• Exercise requirements:
Count the lines of the records below that contain the word "hospital" and reply with that number alone.

--- START ---

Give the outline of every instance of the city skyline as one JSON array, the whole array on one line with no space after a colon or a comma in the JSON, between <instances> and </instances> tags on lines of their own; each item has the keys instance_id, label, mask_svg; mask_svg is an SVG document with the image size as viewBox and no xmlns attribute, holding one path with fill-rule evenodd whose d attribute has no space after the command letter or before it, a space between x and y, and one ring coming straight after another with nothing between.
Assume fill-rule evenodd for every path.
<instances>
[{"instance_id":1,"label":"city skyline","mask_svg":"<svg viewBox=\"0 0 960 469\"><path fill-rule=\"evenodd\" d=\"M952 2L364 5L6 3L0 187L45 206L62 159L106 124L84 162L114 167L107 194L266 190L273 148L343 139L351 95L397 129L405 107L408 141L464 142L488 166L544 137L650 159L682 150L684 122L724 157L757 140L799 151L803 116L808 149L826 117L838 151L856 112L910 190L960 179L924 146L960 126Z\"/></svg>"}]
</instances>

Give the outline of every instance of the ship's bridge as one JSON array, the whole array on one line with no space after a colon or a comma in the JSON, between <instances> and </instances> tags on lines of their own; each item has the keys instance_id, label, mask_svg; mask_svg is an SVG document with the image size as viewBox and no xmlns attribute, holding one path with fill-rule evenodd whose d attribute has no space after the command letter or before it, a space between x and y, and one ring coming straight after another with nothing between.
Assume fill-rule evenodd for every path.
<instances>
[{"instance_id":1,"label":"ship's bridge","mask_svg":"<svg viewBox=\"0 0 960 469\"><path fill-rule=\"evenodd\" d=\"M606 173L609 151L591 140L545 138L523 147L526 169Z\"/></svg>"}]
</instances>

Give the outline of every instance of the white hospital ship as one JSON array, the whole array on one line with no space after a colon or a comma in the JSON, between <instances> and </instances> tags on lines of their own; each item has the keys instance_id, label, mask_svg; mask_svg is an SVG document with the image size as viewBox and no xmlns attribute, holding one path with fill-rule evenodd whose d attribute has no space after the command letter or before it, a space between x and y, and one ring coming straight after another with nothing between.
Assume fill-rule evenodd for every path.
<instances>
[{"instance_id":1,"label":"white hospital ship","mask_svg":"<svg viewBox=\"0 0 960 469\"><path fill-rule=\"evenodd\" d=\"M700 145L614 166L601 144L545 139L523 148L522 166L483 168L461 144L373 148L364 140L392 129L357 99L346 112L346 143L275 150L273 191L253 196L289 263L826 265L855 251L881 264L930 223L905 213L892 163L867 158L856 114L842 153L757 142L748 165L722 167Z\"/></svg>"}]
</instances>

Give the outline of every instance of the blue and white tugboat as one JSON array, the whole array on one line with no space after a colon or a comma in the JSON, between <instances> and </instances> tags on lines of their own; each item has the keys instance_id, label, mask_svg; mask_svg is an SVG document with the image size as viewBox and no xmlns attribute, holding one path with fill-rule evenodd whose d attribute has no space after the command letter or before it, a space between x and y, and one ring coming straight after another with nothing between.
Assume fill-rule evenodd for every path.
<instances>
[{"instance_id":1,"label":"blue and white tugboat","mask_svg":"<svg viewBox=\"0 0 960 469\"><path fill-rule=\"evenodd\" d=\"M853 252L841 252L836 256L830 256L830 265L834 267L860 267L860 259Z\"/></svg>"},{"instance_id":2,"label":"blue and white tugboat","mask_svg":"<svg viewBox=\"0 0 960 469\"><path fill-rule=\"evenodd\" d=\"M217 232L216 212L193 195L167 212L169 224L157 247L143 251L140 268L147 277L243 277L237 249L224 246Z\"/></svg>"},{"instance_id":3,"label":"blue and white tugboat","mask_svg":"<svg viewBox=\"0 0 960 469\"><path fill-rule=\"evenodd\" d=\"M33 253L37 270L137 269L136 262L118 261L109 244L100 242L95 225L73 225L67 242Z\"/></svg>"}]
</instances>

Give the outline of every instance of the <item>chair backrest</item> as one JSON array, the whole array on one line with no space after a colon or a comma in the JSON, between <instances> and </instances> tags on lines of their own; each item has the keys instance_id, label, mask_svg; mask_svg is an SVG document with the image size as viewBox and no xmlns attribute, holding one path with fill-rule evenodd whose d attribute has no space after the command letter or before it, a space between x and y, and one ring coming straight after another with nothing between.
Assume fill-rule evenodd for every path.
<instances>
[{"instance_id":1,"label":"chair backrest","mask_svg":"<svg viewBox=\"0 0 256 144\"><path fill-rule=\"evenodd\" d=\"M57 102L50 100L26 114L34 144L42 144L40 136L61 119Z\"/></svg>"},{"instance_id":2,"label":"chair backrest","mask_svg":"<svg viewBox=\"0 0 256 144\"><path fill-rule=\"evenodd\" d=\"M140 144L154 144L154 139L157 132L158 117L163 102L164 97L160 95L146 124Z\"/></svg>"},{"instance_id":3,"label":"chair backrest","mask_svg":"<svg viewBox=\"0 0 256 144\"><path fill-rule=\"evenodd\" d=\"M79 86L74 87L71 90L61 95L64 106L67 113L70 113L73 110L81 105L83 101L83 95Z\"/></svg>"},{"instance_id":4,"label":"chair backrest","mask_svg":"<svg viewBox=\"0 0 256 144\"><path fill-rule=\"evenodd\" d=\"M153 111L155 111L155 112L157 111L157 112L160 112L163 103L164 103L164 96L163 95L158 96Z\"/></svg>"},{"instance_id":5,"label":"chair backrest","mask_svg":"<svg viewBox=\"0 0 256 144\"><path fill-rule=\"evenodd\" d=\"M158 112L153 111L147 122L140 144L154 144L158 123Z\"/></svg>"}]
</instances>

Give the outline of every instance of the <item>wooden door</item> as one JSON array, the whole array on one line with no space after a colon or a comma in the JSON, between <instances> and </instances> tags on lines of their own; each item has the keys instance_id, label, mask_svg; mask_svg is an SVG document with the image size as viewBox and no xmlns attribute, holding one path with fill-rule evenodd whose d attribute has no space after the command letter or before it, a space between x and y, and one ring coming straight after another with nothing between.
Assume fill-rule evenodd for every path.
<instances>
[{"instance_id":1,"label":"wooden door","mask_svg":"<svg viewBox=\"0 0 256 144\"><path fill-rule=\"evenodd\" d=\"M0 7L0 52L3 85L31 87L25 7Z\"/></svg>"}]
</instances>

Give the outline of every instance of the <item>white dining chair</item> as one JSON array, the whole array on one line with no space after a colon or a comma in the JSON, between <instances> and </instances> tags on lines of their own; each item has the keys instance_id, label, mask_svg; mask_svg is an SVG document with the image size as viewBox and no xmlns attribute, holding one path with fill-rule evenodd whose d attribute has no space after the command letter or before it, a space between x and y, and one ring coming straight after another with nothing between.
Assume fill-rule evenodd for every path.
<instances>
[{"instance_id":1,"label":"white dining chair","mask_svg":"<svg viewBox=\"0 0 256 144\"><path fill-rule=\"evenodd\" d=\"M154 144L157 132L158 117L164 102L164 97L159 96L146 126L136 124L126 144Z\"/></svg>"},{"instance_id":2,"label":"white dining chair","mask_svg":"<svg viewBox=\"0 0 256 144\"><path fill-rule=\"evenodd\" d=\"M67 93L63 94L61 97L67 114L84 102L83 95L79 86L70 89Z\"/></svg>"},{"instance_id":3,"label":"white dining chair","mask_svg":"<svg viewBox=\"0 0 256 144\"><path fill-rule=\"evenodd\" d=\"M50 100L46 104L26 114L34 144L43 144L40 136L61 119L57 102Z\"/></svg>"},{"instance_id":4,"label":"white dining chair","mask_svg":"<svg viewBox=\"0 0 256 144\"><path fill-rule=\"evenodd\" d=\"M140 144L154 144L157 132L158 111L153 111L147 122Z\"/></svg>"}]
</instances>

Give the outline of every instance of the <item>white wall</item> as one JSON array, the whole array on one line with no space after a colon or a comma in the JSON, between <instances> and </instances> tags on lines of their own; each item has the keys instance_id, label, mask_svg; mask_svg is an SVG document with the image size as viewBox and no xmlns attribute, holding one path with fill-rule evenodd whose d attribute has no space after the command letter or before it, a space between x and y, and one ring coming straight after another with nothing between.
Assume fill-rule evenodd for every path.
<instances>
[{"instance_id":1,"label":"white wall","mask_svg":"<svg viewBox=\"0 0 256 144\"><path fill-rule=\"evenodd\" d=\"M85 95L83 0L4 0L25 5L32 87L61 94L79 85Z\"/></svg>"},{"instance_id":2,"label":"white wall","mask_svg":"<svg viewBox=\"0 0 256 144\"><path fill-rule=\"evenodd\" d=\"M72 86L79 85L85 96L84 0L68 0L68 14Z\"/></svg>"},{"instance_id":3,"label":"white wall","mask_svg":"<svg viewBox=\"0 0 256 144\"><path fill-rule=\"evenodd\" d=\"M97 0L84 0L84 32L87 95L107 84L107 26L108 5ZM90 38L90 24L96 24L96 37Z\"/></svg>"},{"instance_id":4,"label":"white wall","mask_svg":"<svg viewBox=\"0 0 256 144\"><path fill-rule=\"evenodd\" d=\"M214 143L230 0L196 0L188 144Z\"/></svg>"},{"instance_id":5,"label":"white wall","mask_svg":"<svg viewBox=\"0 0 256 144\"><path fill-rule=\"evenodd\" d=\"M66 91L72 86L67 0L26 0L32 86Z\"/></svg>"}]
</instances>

--- END ---

• Reply to the exercise:
2